Records contained in a dataset:
---

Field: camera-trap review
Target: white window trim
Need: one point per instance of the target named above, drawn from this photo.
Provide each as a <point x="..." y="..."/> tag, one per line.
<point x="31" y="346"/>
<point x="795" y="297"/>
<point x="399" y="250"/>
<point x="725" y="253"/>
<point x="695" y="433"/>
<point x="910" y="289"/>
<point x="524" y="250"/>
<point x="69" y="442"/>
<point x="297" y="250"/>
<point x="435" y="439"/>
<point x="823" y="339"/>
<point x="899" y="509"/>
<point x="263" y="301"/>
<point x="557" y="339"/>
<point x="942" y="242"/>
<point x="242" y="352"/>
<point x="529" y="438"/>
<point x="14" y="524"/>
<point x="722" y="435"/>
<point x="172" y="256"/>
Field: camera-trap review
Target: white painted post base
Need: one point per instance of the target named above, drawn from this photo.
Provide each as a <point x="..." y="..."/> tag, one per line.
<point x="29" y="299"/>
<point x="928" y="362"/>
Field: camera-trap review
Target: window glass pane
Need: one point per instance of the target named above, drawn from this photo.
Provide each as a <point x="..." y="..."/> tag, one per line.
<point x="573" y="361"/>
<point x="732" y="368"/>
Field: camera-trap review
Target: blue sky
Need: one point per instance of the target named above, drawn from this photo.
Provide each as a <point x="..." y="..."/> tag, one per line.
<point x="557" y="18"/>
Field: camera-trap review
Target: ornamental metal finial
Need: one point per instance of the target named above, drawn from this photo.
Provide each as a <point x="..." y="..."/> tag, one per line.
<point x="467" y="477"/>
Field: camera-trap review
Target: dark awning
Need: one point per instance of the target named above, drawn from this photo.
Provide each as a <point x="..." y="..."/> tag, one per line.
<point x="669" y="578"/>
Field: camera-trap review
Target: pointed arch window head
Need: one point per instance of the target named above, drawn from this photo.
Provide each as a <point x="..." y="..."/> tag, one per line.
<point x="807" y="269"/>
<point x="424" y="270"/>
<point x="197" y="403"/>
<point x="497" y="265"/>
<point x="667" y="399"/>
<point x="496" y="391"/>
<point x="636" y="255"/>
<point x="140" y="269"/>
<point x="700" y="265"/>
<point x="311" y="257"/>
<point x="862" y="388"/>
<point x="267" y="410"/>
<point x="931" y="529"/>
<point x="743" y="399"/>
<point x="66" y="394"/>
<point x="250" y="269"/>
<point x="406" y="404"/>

---

Given instruction: Recite the full listing above exactly.

Response below:
Field: camera-trap review
Target: white window trim
Need: one point per instance of the target named above, drawn from this photo.
Provide each as a <point x="..." y="..."/> tag, one per line.
<point x="31" y="346"/>
<point x="795" y="297"/>
<point x="399" y="250"/>
<point x="725" y="253"/>
<point x="695" y="433"/>
<point x="910" y="289"/>
<point x="524" y="250"/>
<point x="69" y="442"/>
<point x="297" y="250"/>
<point x="435" y="439"/>
<point x="823" y="339"/>
<point x="899" y="509"/>
<point x="263" y="301"/>
<point x="557" y="339"/>
<point x="942" y="242"/>
<point x="242" y="352"/>
<point x="529" y="438"/>
<point x="14" y="524"/>
<point x="722" y="435"/>
<point x="172" y="256"/>
Field: camera-trap review
Target: white painted post base
Need: one point per instance of the target named above, drawn from this photo.
Provide each as a <point x="..." y="..."/> tag, one per line.
<point x="29" y="299"/>
<point x="928" y="362"/>
Field: camera-trap review
Target: window glass pane
Need: one point per instance of the target named above, drawn from this photo.
Provide each as a <point x="..." y="..."/> tag, one per line.
<point x="573" y="361"/>
<point x="732" y="368"/>
Field: camera-trap review
Target: blue sky
Need: one point per instance of the target named above, drawn from this photo.
Provide each as a <point x="..." y="..."/> tag, one per line.
<point x="557" y="18"/>
Field: camera-trap review
Target: ornamental metal finial
Need: one point per instance of the target named above, drawn from this photo.
Provide each as a <point x="..." y="..."/> tag, one per line.
<point x="467" y="477"/>
Field: camera-trap review
Target: dark awning
Need: one point per instance of the target named above, drawn from this photo.
Provide each as a <point x="..." y="..."/> tag, one per line.
<point x="669" y="578"/>
Field: camera-trap review
Target: pointed arch window head
Need: one point per instance of the target named above, drawn from this photo.
Provide each as a <point x="..." y="..."/> tag, one per line.
<point x="807" y="269"/>
<point x="424" y="270"/>
<point x="197" y="403"/>
<point x="497" y="265"/>
<point x="667" y="399"/>
<point x="496" y="391"/>
<point x="636" y="255"/>
<point x="140" y="269"/>
<point x="700" y="265"/>
<point x="311" y="257"/>
<point x="862" y="388"/>
<point x="267" y="410"/>
<point x="931" y="529"/>
<point x="743" y="399"/>
<point x="66" y="394"/>
<point x="250" y="269"/>
<point x="406" y="404"/>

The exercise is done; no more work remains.